_REQUIRED ACTION:_
Every line holding the string "bicycle" is to be copied from the entries below.
________
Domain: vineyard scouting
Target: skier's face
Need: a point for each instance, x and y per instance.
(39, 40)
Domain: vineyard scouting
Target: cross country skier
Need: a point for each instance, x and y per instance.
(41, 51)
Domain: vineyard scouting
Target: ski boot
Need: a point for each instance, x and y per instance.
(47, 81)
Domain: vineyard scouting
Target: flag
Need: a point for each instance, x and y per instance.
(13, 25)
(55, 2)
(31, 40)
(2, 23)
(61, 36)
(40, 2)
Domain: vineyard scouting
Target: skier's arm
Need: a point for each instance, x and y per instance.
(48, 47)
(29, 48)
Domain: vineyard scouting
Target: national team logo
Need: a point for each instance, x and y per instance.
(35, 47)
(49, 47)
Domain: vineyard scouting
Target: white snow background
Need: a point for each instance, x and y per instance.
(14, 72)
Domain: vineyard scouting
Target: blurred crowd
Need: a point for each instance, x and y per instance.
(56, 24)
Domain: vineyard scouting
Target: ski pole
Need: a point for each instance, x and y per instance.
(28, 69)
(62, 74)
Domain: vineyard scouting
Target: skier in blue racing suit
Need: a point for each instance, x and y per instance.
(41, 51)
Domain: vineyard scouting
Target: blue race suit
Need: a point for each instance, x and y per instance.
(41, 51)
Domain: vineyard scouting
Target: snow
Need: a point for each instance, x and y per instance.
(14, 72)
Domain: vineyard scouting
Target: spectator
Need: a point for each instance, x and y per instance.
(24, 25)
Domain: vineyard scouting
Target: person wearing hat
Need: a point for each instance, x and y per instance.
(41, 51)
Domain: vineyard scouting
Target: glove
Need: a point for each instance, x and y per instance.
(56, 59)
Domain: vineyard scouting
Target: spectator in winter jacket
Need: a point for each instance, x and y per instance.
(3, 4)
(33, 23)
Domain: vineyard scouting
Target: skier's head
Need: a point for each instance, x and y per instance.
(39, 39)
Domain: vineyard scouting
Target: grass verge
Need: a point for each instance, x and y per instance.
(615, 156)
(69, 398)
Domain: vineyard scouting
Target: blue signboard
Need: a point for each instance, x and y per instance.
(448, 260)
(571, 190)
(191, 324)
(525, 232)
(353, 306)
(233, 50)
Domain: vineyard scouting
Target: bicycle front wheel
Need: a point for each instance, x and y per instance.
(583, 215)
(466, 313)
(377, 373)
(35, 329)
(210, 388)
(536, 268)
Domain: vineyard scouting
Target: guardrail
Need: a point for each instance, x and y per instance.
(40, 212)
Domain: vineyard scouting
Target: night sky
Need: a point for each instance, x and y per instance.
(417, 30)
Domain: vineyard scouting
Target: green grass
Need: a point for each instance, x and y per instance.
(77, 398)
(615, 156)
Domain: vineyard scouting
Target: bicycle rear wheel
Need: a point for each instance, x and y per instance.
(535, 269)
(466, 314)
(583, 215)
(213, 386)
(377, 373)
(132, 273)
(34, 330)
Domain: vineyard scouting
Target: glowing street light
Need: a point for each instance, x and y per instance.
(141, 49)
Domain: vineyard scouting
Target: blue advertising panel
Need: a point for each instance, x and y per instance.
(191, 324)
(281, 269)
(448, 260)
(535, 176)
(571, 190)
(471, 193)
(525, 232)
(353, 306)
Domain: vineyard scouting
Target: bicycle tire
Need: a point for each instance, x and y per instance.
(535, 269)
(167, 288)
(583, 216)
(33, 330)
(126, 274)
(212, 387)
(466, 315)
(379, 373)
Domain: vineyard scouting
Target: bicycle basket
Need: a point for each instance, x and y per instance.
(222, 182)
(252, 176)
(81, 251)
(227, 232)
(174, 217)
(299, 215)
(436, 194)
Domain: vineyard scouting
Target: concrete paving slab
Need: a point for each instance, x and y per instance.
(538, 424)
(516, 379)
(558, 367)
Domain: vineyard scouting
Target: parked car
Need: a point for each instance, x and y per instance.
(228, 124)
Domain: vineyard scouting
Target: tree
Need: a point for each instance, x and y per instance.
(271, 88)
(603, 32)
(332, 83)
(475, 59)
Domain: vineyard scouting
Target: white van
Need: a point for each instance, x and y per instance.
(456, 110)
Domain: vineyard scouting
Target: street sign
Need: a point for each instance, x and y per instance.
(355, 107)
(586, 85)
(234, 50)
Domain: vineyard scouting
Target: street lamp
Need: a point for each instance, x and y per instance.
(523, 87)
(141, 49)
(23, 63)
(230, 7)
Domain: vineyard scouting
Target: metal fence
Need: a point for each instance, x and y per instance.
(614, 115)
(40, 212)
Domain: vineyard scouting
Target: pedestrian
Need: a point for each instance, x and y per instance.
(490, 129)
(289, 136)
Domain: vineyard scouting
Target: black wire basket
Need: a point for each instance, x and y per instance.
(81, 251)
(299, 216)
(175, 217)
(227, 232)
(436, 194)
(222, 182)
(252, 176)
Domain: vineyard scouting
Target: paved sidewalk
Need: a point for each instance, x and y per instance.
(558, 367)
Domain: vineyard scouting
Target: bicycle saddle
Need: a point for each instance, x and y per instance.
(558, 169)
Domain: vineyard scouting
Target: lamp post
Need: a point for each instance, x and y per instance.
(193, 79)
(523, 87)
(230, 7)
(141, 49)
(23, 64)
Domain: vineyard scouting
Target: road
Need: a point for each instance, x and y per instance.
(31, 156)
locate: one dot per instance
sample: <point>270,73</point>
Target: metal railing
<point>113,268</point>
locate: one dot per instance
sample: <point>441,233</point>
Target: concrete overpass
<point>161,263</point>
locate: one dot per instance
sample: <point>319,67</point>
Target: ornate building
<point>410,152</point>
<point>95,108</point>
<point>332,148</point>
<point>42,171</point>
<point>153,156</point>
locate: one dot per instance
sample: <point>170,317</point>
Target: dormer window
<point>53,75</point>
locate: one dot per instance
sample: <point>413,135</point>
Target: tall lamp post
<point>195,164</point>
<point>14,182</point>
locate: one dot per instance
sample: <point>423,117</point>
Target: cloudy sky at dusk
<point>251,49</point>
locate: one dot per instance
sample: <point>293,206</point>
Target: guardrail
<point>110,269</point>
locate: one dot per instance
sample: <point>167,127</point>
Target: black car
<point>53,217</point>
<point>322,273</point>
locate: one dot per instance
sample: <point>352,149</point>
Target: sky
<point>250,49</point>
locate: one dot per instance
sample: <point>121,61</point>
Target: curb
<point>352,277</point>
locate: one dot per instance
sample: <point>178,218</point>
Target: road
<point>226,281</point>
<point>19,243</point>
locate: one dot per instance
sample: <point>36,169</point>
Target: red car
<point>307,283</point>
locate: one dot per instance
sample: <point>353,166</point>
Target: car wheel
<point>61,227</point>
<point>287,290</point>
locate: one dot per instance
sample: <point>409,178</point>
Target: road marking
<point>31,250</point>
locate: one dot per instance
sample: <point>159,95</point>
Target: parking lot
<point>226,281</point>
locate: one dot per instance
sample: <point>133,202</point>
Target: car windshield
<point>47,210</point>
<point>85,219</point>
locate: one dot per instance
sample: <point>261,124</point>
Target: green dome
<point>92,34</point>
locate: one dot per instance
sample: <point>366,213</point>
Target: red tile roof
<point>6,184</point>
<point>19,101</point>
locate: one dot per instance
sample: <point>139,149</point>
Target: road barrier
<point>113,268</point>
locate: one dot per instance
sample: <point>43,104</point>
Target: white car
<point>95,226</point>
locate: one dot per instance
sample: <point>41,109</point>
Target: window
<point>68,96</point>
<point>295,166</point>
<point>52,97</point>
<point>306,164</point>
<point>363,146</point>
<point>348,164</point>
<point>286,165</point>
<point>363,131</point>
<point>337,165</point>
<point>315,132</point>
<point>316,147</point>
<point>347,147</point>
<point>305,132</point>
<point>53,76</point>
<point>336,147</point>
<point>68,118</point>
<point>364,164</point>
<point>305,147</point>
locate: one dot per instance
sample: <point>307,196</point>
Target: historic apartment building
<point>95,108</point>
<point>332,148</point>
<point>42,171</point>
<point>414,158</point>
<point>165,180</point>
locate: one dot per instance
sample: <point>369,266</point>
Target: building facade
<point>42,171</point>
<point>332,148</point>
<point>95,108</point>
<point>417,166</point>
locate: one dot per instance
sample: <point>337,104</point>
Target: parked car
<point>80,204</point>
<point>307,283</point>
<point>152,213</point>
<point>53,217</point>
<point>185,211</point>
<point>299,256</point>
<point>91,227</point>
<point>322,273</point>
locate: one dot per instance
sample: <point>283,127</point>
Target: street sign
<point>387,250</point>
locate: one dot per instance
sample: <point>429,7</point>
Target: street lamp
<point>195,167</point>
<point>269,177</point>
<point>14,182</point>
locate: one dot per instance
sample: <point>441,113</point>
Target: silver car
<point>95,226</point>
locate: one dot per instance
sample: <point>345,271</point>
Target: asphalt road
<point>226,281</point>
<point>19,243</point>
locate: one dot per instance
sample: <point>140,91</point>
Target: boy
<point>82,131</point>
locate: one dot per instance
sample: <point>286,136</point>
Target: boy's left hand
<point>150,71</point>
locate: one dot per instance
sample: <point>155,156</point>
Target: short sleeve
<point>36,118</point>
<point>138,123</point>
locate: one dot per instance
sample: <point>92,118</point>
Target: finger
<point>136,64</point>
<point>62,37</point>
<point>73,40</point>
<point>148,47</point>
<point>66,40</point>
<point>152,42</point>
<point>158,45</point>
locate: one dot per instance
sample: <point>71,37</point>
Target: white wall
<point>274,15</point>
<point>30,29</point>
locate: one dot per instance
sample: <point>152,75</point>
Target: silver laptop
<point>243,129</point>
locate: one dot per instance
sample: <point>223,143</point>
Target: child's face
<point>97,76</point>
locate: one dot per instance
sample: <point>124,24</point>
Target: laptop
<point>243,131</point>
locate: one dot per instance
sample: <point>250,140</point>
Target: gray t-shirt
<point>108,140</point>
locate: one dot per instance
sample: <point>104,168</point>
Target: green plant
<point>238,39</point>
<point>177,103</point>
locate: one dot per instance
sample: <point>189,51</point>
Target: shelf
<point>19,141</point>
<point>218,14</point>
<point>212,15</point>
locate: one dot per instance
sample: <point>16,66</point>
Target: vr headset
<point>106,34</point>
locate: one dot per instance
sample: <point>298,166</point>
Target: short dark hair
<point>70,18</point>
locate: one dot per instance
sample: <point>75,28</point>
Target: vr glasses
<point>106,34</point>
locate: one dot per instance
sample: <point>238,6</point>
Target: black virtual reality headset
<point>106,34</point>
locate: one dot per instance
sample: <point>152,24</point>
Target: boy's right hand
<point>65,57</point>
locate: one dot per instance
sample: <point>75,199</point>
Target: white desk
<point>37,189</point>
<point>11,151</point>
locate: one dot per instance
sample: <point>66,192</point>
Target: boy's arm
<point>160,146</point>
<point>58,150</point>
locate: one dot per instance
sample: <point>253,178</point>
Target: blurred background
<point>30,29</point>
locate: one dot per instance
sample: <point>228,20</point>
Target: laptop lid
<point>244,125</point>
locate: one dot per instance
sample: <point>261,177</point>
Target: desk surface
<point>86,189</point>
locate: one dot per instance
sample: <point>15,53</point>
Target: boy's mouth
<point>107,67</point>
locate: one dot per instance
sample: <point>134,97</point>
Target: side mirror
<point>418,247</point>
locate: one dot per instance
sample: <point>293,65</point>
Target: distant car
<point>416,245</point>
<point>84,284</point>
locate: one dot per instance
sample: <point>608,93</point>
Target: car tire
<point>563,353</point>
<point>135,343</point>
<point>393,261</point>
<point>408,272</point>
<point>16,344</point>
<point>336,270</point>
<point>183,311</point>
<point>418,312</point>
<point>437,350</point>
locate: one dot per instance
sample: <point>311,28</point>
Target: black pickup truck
________
_ANSWER SECTION:_
Target: bicycle front wheel
Target: bicycle rear wheel
Target: bicycle tire
Target: bicycle basket
Target: bicycle saddle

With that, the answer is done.